Point annotation records
#####

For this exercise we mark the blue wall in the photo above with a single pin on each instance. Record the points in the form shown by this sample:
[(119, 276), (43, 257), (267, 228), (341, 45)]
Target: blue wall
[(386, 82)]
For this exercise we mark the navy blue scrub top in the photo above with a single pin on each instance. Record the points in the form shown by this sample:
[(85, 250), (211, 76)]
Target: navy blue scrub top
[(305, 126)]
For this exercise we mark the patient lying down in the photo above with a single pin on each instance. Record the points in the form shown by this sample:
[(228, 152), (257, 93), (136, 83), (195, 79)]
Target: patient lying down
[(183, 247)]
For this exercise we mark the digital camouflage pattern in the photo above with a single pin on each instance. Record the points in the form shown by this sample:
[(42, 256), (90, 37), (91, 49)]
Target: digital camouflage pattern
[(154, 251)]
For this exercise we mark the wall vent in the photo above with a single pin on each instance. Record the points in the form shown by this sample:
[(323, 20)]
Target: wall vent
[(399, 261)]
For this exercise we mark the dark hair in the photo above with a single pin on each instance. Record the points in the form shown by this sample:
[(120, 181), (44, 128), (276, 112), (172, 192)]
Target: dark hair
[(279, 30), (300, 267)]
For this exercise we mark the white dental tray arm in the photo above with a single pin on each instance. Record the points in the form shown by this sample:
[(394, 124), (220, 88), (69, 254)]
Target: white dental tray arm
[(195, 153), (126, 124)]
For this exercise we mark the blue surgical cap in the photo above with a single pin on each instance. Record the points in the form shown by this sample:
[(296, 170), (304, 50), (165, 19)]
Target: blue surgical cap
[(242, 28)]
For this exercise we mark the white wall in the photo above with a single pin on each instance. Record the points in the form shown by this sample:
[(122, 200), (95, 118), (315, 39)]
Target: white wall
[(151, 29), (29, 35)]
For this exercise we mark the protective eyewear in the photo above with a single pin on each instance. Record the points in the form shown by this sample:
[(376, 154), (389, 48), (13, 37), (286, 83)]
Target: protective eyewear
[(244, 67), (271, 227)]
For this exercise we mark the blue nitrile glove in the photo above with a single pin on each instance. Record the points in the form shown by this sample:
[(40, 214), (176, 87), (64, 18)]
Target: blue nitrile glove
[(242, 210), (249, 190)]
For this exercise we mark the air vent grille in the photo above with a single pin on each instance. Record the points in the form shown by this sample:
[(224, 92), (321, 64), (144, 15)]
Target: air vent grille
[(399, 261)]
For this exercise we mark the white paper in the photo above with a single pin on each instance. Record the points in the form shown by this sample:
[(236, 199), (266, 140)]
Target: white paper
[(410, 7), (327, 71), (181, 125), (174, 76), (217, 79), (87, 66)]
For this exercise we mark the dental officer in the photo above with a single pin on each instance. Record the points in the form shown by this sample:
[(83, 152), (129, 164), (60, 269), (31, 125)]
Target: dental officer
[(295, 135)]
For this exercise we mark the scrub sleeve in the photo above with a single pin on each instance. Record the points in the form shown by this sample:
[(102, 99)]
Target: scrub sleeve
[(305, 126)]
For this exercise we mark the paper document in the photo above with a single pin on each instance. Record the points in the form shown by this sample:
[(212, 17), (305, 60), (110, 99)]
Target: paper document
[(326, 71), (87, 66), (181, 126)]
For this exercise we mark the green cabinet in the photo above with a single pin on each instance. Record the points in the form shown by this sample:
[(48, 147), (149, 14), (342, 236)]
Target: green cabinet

#####

Stated task: Copy out every one of the entries above word for word, keeping each line as it appears.

Finished answer:
For this exercise we mark the blue wall in the photo above with a single pin on each instance. Record the points in the form shown by this sample:
[(119, 276), (43, 257), (267, 228), (341, 45)]
Target: blue wall
[(386, 82)]
For this exercise we mark the navy blue scrub top in the photo above with a single pin on each instance. Record the points in the form shown by this sample:
[(85, 250), (211, 76)]
Target: navy blue scrub top
[(305, 126)]
For this exercise we mark the patient lying down in the photo above with a single pin on each instance. Record the points in the form shown by this sample:
[(228, 152), (257, 93), (136, 83), (195, 79)]
Target: patient lying down
[(183, 247)]
For this exercise we mark the digital camouflage pattern in the photo above with a single pin on each instance. Record the points in the form shown by this sample:
[(42, 256), (90, 37), (91, 49)]
Target: digital camouflage pattern
[(154, 251)]
For this exercise we mark the wall vent in the photo above with a single pin on each instance. Record the points in the form shown by this sample:
[(323, 20)]
Target: wall vent
[(399, 261)]
For this exercise we mark the dark hair in the photo above with a single pin on each instance. Record the points in the form shown by this sample:
[(120, 181), (44, 128), (276, 112), (172, 192)]
Target: dark hair
[(279, 30), (300, 267)]
For this exercise we mark the white dental tray arm in the photo above with a single pin on each instance. Record the points in the form shown by this sample:
[(394, 124), (220, 88), (69, 254)]
Target: white dental tray arm
[(195, 153), (126, 124)]
For this exercise we mark the blue surgical cap in the photo above with a single pin on each instance. Record the points in the form shown by this sample:
[(296, 170), (304, 50), (165, 19)]
Target: blue surgical cap
[(242, 28)]
For this exercise we mark the white wall in the photo above with a single pin on each instance. Record the points in the form shown by this sample:
[(122, 200), (95, 118), (315, 39)]
Target: white wall
[(151, 29), (29, 35)]
For this exercise we mark the protective eyewear in the photo above with a single pin on each instance. Record the points in the form shown by this sample:
[(376, 154), (389, 48), (13, 37), (286, 83)]
Target: protective eyewear
[(244, 67), (271, 227)]
For this exercise we mark the blue nitrile glove in the photo above with a single pin on each instance. Record the points in the form shown by this sample:
[(40, 214), (176, 87), (64, 18)]
Target: blue nitrile glove
[(242, 210), (249, 190)]
For this exercise we mark the air vent grille in the photo above with a single pin on each instance. Record the points in the form shown by this sample:
[(224, 92), (321, 64), (144, 15)]
Target: air vent grille
[(399, 261)]
For this exercise we mark the white paper in the photo above with a single pin on each instance. Record the points in the form shown by this sample:
[(236, 199), (266, 140)]
Target: white paper
[(410, 7), (327, 71), (181, 125), (174, 76), (217, 79), (87, 66)]
For this exercise we mark the dental officer in the photo above with a single pin on each instance. Record the points in the form shown by this sample:
[(83, 152), (129, 164), (60, 269), (31, 125)]
Target: dental officer
[(295, 135)]
For this exercise we mark the scrub sleeve in the photo above with a single pin on each instance. Record the points in the form shown by this sample:
[(102, 99)]
Target: scrub sleeve
[(305, 126)]
For this exercise we mark the paper document in the photo above with a single pin on each instance. Record the points in the form shown by this sample:
[(212, 17), (305, 60), (110, 99)]
Target: paper document
[(326, 71), (87, 66), (181, 126)]
For this exercise we mark the green cabinet in the photo above with a single pin on each instance. Record the points in the form shown by this sample:
[(48, 147), (149, 14), (342, 236)]
Target: green cabinet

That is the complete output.